__Quoted passage__
- Opening Delimiter -

Never-Married Men Fare Worse After Prostate Cancer Surgery
Author: Dr. Lee
Clicks:
Time: 2012/2/6 11:45:16
Prostate cancer patients who have never been married are more likely to die from their disease following radical prostatectomy (RP) compared with married men, according to study findings presented here at the annual Genitourinary Cancers Symposium.
Kenneth Gerard Nepple, MD, and colleagues at Washington University School of Medicine in St. Louis studied 3,596 men who underwent RP and had a median 72 months of follow-up. Of these, 86.9% were married, 5.3% were divorced, 2.4% were widowed, and 5.5% never married. Married men had the lowest mean PSA at diagnosis and never married men were younger and the most likely to have no known medical comorbidity. A total of 386(11%) men had died at the end of follow up, only 55 from PCa.
Compared with married men, men who never married had a 3.6-fold increased risk of dying from their cancer and a 1.8-fold increased risk of death from any cause.
“Factors associated with social isolation or unhealthy behaviors may have a detrimental effect on survival after prostatectomy,” the authors concluded.
The symposium is co-sponsored by the American Society of Clinical Oncology, the American Society of Radiation Oncology, and the Society of Urologic Oncology.

- Closing Delimiter -

__Raw data__
- Opening Delimiter -

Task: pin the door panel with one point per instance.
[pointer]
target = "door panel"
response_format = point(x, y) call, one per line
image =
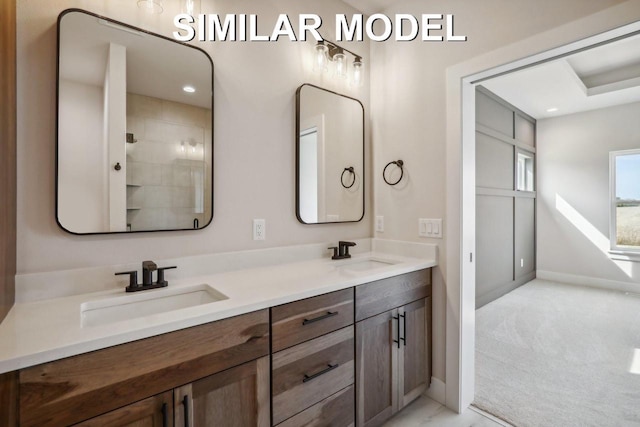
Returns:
point(413, 375)
point(156, 411)
point(239, 396)
point(376, 361)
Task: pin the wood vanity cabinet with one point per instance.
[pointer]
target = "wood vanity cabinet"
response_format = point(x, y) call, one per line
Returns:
point(313, 361)
point(155, 411)
point(139, 382)
point(392, 345)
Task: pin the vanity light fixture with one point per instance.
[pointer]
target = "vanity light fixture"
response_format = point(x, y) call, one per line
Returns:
point(327, 52)
point(151, 6)
point(340, 61)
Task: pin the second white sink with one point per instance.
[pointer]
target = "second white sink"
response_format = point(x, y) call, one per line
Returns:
point(146, 303)
point(366, 264)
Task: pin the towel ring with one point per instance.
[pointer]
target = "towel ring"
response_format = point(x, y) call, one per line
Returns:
point(398, 163)
point(353, 174)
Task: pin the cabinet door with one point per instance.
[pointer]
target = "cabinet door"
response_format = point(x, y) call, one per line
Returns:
point(376, 363)
point(413, 366)
point(156, 411)
point(237, 397)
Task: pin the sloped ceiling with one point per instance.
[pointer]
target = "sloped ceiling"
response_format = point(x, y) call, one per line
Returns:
point(600, 77)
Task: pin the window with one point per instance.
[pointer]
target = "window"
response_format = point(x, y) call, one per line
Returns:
point(524, 172)
point(625, 200)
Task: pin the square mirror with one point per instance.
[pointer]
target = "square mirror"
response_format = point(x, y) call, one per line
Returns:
point(134, 143)
point(329, 157)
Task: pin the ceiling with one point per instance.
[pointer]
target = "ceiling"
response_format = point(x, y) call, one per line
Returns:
point(156, 66)
point(369, 7)
point(597, 78)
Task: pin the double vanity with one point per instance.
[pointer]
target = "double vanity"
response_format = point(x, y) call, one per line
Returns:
point(314, 342)
point(279, 337)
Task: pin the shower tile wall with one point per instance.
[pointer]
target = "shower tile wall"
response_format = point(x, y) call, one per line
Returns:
point(166, 170)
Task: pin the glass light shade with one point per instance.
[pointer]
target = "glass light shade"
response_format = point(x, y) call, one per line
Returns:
point(320, 59)
point(151, 6)
point(341, 65)
point(191, 7)
point(358, 72)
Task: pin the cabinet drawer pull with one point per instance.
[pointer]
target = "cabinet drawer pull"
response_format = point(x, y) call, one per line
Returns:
point(165, 421)
point(404, 328)
point(322, 317)
point(317, 374)
point(185, 403)
point(397, 330)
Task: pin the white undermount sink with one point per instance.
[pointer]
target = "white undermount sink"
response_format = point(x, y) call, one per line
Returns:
point(146, 303)
point(366, 264)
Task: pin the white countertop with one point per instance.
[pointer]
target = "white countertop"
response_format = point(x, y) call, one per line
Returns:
point(42, 331)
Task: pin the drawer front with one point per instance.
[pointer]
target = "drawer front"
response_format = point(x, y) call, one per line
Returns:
point(386, 294)
point(74, 389)
point(306, 319)
point(336, 410)
point(310, 372)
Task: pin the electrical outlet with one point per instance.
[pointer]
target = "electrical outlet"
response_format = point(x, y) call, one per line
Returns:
point(422, 227)
point(430, 228)
point(259, 229)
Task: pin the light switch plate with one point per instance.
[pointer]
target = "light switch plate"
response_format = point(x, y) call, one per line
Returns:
point(423, 225)
point(259, 229)
point(430, 228)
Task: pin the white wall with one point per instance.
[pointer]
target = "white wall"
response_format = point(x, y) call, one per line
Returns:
point(254, 144)
point(409, 120)
point(82, 209)
point(573, 191)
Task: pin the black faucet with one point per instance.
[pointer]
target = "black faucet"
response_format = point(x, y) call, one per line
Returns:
point(342, 250)
point(148, 267)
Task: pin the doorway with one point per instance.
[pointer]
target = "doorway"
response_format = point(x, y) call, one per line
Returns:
point(461, 201)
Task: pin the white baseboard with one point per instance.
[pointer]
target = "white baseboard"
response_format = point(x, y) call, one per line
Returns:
point(593, 282)
point(437, 391)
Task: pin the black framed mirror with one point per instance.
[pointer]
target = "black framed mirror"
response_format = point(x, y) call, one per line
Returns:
point(134, 137)
point(330, 169)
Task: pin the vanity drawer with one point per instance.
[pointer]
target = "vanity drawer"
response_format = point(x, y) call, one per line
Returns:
point(386, 294)
point(335, 410)
point(303, 320)
point(308, 373)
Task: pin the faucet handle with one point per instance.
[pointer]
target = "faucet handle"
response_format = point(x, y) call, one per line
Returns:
point(161, 270)
point(149, 265)
point(133, 279)
point(335, 252)
point(344, 248)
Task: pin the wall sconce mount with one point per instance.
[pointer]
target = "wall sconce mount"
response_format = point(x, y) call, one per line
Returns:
point(327, 52)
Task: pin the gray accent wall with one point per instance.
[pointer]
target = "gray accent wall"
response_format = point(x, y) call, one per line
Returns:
point(505, 218)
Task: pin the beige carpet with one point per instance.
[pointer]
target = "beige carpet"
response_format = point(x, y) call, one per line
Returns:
point(549, 354)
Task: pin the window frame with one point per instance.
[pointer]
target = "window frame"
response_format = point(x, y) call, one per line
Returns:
point(613, 225)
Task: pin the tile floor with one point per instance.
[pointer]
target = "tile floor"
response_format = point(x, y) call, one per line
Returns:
point(425, 412)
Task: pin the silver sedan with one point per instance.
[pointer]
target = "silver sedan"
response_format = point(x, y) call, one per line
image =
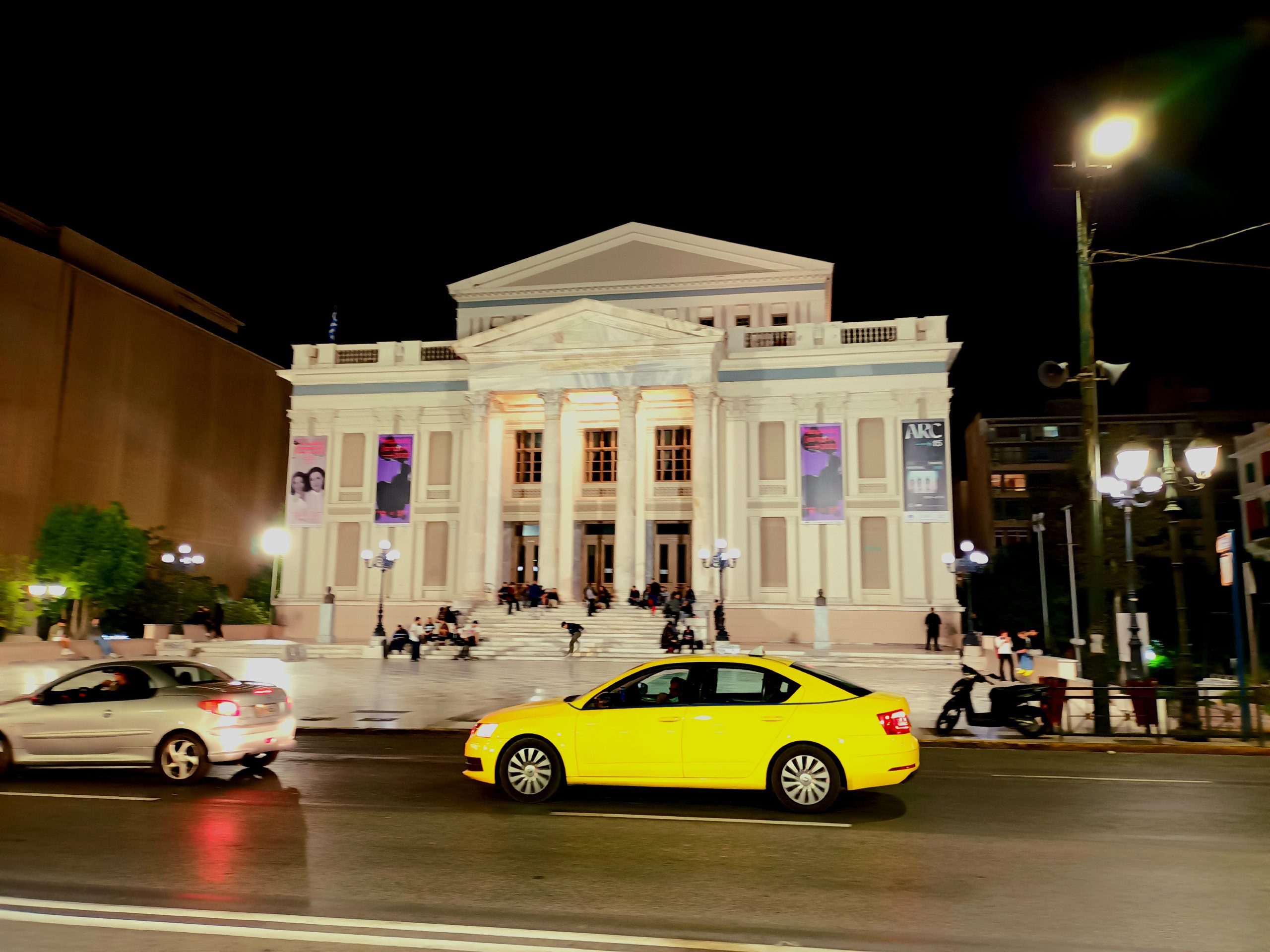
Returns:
point(177, 716)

- Closing Delimiter -

__Work to complete__
Answer these questions about the article on prostate cancer surgery.
1. How many men who underwent radical prostatectomy did the researchers study?
2. Compared with married men, how much greater was the risk of dying from prostate cancer for men who never married?
3. Which organizations co-sponsor the symposium?
The records play no part in the work on this page.

__Expected answer__
1. 3,596 men.
2. A 3.6-fold increased risk.
3. The American Society of Clinical Oncology, the American Society of Radiation Oncology, and the Society of Urologic Oncology.